• _EXTRACT TO READ_:
───
To discern if the meeting was called to support this ministry, meeting members accompanied me to events where I was a speaker or facilitator. I spoke to the meeting about my ministry and answered questions. At a called meeting, Friends threshed many issues, some of them difficult. After 18 months, the meeting approved a minute recognizing that I was called to a ministry of fostering spiritual renewal. A support and accountability committee began to meet with me, and some Friends in the meeting and beyond felt led to offer modest but regular financial support. The difference it made to have this kind of spiritual and practical support from my meeting was tremendous. It enlarged what I was able to do, because I was no longer doing it from a personal initiative; I was doing it as part of a community united in a sense of God at work among us.
Since moving to Philadelphia, I am now a member of a medium‐sized meeting that took my ministry under its care after another 18‐month discernment process. I meet five or six times a year with a committee appointed by the meeting, a group that helps me grow into each new stage as God’s call on my life unfolds.
For many years I had no regular source of income. I gave talks, taught courses, and facilitated workshops or retreats for Quaker meetings or retreat centers. I served as an adjunct teacher at Pendle Hill study center in Wallingford, Pa., and offered courses in my own home. I lived inexpensively with other Friends and did not own a car or have health insurance. I took part‐time jobs as necessary. Then for four years I lived as the resident Quaker studies teacher at Pendle Hill. Now I have taken time away to complete a book and am working with another Friend to create a video for the Internet on Quaker spiritual practices.
In addition to these outward activities, I continue daily practices that help me connect more completely with Spirit. In the metaphor of the prophet Jeremiah, my heart of stone is being replaced by a heart of flesh on which is written God’s law—a tendered heart that God can guide directly. The Light is gradually dissolving me into itself; it is the essence of my own true being. According to the first chapter of the Gospel of John, the divine Light that incarnated in Jesus lights everyone who comes into the world. When my separate sense of self has finally fallen away, I may be able to speak the New Testament words quoted by Christian mystics and early Friends: “It is not I who live, but Christ who lives in me.”
───
A few records
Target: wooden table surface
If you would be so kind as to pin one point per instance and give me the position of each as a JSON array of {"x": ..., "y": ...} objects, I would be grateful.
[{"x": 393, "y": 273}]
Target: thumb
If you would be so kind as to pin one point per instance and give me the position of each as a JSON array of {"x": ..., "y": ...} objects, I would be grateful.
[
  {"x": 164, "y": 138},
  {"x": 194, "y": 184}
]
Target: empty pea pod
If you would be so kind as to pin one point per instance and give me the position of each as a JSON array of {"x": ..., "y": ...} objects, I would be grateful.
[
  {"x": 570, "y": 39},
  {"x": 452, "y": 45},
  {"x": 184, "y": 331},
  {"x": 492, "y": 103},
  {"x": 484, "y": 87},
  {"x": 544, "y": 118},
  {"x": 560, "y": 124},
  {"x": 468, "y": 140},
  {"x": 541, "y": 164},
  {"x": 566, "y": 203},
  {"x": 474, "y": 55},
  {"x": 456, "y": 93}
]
───
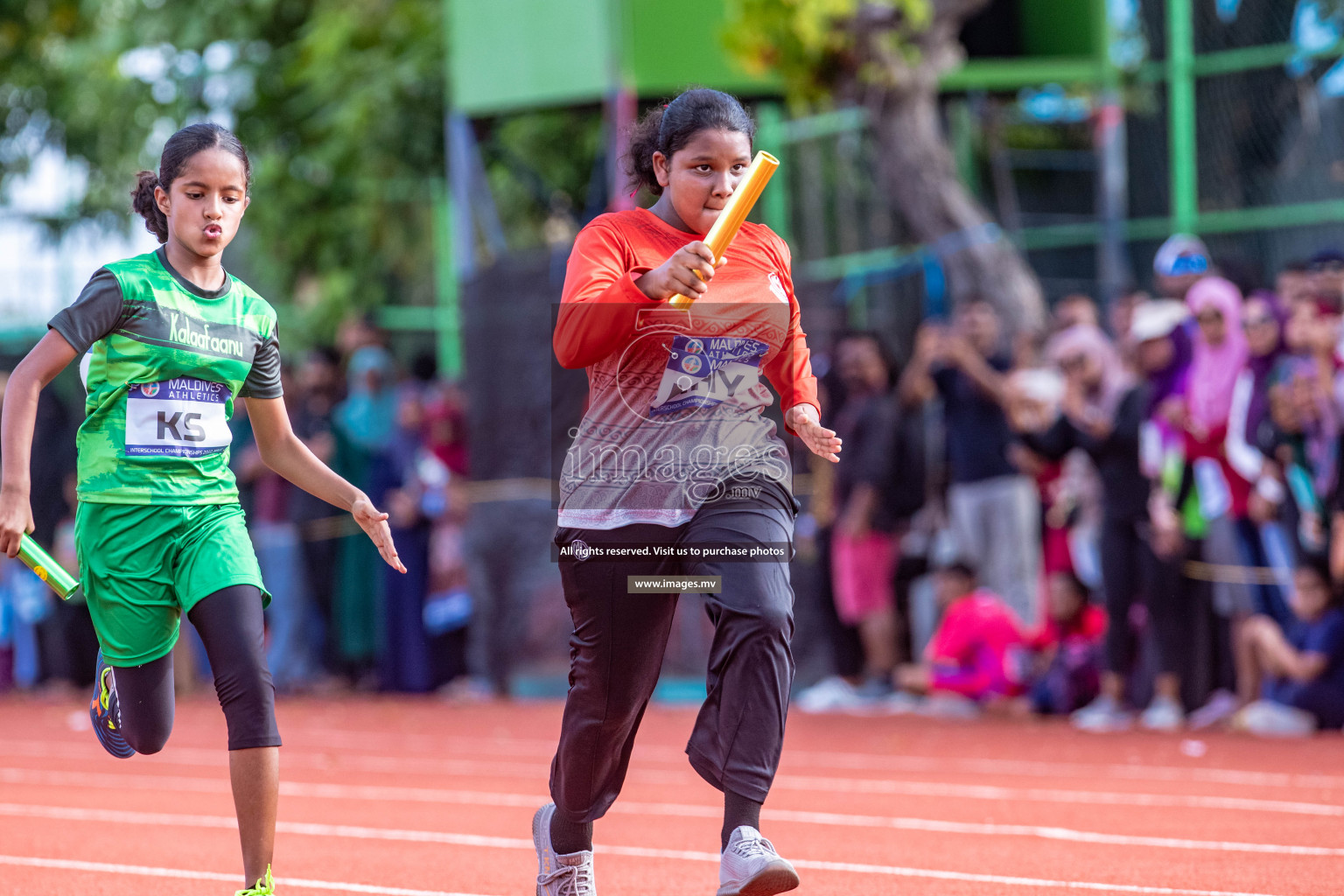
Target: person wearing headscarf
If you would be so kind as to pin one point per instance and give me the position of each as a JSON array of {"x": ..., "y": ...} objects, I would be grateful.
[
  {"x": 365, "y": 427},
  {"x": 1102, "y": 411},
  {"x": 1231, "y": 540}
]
───
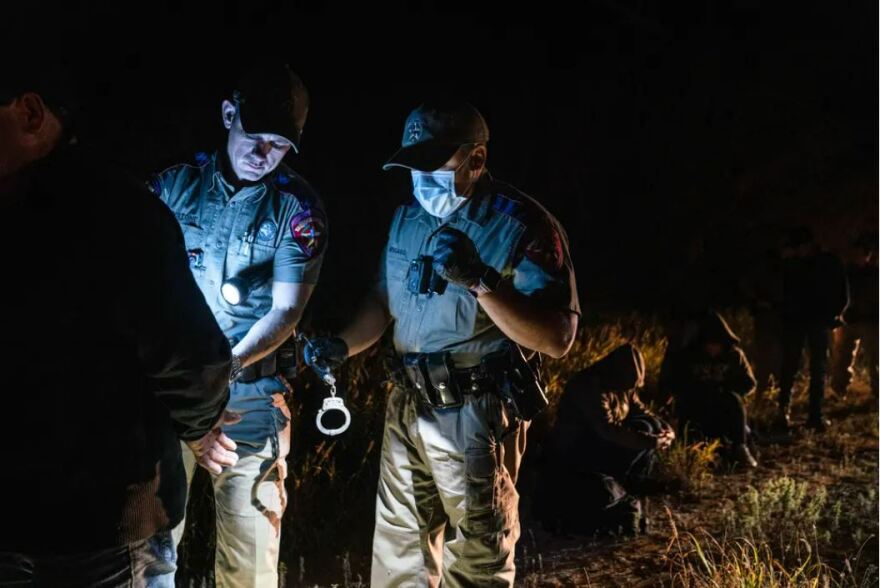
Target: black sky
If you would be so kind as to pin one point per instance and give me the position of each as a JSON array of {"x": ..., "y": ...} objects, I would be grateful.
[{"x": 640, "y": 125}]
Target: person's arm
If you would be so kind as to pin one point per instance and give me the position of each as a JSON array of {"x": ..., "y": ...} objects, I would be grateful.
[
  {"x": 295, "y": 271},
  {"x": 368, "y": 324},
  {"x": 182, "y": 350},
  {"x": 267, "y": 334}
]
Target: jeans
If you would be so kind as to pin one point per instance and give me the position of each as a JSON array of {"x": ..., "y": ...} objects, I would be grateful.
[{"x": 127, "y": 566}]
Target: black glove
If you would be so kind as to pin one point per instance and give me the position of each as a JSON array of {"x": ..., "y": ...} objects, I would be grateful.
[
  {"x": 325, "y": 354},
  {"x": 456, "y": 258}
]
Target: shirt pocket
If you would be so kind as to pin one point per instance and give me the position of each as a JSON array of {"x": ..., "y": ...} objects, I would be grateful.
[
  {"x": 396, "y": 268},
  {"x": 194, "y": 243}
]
───
• _GIVEN EXERCISE_:
Edit the account of the Quaker ministry by copying everything from "To discern if" down to "work among us." and putting "immense" in place of "tremendous". These records are separate material and are not connected to the text.

• _SOLUTION BELOW_:
To discern if the meeting was called to support this ministry, meeting members accompanied me to events where I was a speaker or facilitator. I spoke to the meeting about my ministry and answered questions. At a called meeting, Friends threshed many issues, some of them difficult. After 18 months, the meeting approved a minute recognizing that I was called to a ministry of fostering spiritual renewal. A support and accountability committee began to meet with me, and some Friends in the meeting and beyond felt led to offer modest but regular financial support. The difference it made to have this kind of spiritual and practical support from my meeting was immense. It enlarged what I was able to do, because I was no longer doing it from a personal initiative; I was doing it as part of a community united in a sense of God at work among us.